## Data for this task
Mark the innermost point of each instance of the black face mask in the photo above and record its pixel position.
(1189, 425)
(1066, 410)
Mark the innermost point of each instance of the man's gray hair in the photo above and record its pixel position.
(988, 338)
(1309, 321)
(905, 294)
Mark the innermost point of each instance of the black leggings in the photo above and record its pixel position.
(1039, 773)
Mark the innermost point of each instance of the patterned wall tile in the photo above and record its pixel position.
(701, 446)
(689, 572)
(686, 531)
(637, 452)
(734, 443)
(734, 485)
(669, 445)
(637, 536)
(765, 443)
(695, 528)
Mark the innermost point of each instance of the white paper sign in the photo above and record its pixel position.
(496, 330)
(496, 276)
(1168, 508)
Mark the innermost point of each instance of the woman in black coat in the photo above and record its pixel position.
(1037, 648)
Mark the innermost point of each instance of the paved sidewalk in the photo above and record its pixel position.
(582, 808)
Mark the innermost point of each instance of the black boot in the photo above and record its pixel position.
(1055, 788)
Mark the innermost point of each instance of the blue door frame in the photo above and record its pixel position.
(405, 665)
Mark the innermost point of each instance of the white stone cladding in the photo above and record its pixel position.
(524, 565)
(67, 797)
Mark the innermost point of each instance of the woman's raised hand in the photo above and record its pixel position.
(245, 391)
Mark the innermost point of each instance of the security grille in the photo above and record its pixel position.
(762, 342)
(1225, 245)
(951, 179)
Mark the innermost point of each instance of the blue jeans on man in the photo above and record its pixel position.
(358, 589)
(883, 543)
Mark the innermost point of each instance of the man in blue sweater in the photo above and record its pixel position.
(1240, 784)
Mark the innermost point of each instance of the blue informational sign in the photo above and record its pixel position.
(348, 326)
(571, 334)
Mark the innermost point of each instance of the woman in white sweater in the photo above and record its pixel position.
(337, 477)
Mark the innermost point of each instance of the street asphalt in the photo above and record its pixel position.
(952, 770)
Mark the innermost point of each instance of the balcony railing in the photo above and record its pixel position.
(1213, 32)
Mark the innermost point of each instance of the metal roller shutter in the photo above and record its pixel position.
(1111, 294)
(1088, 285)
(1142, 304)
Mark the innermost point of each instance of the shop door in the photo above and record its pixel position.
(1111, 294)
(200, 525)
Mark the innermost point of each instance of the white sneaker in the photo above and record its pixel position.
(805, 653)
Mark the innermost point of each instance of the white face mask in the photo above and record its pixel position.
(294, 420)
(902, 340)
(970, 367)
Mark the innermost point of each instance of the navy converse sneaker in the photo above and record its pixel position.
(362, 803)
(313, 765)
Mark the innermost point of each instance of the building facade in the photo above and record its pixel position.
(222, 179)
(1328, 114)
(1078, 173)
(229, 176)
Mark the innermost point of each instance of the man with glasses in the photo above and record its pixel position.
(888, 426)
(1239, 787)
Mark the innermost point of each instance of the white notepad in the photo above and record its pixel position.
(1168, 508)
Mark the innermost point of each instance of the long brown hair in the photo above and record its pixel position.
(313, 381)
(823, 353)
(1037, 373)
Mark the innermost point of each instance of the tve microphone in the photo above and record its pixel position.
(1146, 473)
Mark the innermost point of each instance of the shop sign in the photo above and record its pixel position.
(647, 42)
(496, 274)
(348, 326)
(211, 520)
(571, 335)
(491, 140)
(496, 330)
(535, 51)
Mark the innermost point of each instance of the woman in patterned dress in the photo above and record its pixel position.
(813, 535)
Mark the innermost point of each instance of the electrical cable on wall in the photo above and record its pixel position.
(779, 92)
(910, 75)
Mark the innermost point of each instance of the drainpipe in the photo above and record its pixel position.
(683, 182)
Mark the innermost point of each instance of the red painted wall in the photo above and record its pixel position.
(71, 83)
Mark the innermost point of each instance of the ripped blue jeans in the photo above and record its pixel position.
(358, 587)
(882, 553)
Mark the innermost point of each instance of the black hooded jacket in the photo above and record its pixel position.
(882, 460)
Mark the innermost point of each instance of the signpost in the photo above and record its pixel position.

## Given exercise
Write out all the records above as a numbered list, one line per item, with any blank lines dropped.

## Response
1. Mark the innermost point of each instance of the black face mask in the photo above and record its pixel position.
2. (1189, 425)
3. (1066, 410)
4. Mark the innermost point of each instance of the man's gray hair in the photo above and record its pixel position.
5. (988, 338)
6. (1309, 321)
7. (905, 294)
8. Mark the innermost point of each instance of the black leggings in the photo above and record its pixel position.
9. (1039, 773)
10. Mark the innermost point of each instance of the patterned wall tile in the photo above and record its pixel position.
11. (701, 446)
12. (689, 572)
13. (686, 531)
14. (637, 452)
15. (734, 443)
16. (734, 485)
17. (669, 445)
18. (637, 536)
19. (765, 443)
20. (695, 528)
21. Mark the innermost point of each instance of the white paper sign in the photo above and record its pixel position.
22. (496, 330)
23. (496, 276)
24. (1168, 508)
25. Mark the innermost point of each instance of the woman in black coat in the photo above and record its pixel position.
26. (1037, 648)
27. Mark the innermost point of each instance of the paved sidewalk in the photo above and record its pixel position.
28. (582, 808)
29. Mark the innermost point of each instance of the black boot in the photo above and record its pixel position.
30. (1055, 788)
31. Mark the innermost point of each instance of the blue door frame in the photo above and record its pixel position.
32. (405, 665)
33. Mark the innermost point of each instance of the white stone cladding in the photo above and record its pixel position.
34. (524, 565)
35. (67, 797)
36. Mark the innermost point of each instance of the woman's raised hand in the photo above and record its pixel position.
37. (245, 391)
38. Mark the innermost point of each instance of the security grille in the photo above and record its pixel position.
39. (762, 342)
40. (1225, 245)
41. (951, 179)
42. Mark the innermost point of each instance of the blue jeans on man in the photo above and record its pixel position.
43. (358, 589)
44. (883, 543)
45. Mark the innermost point of each instance of the man in blue sweater in the photo above and record its pixel position.
46. (1240, 784)
47. Mark the innermost point of each instance of the blue informational sign in the photo above and record its pixel position.
48. (348, 326)
49. (571, 334)
50. Mark the innermost point of each instance of the woman in white sweater in the photo above and record its pixel position.
51. (337, 477)
52. Mark the innermost point of each instance of the street asphalt in the photo above and record its pixel position.
53. (952, 770)
54. Mark the innermost point of each instance of the balcony railing in the photo above and record its pixel position.
55. (1213, 32)
56. Mark the innermost point of each instance of the metal roller shutter in the photo above and record its pixel position.
57. (1111, 294)
58. (1088, 285)
59. (1142, 304)
60. Mark the innermost point of each instance of the shop door in the photo above and record its pixel position.
61. (1111, 294)
62. (200, 525)
63. Mark the innermost point of each instance of the white sneaker in the photo above and record its pixel position.
64. (805, 653)
65. Mark the innermost point of each instance of the white face mask in the photo above and record its pixel position.
66. (294, 420)
67. (902, 340)
68. (970, 367)
69. Mark the innermost point of each instance of the navy converse sneaker in the photo above and record its pixel position.
70. (362, 803)
71. (313, 765)
72. Mark the innermost point of each instance of the building facade in the photo above and record its pixel position.
73. (222, 179)
74. (1328, 114)
75. (1078, 173)
76. (229, 176)
77. Mark the innermost point of each instance of the man with glasses in the photo above and record its pixel position.
78. (888, 426)
79. (1239, 787)
80. Mark the innermost point of each instance of the white notepad in the photo above and record its pixel position.
81. (1168, 508)
82. Mark the innermost point of each instance of the long brown hair in the photo above and record its pixel position.
83. (313, 381)
84. (823, 353)
85. (1037, 373)
86. Mark the innermost point of each instance of the tve microphone in the photo above and record its pixel position.
87. (1146, 473)
88. Mark the innermost point of each instance of the shop sign in the photo above and record its pixel position.
89. (647, 42)
90. (496, 274)
91. (348, 326)
92. (211, 520)
93. (571, 335)
94. (491, 140)
95. (496, 330)
96. (535, 51)
97. Mark the innermost point of each instance of the woman in patterned dress in the photo above and record its pixel position.
98. (813, 535)
99. Mark the innermost point of each instance of the electrical cable on wall in the photo above and record its pixel position.
100. (779, 92)
101. (910, 75)
102. Mark the innermost point of each instance of the drainpipe in the photo above and record its pixel position.
103. (683, 182)
104. Mark the innermost point of each instance of the red painted wall in the photo above and record its pixel position.
105. (71, 83)
106. Mark the innermost point of each instance of the ripped blue jeans in the photo above and record its pixel position.
107. (358, 587)
108. (882, 553)
109. Mark the innermost point of each instance of the black hooded jacket in the photo above and record its pixel position.
110. (882, 460)
111. Mark the innermost point of each instance of the signpost in the photo above and record its pixel position.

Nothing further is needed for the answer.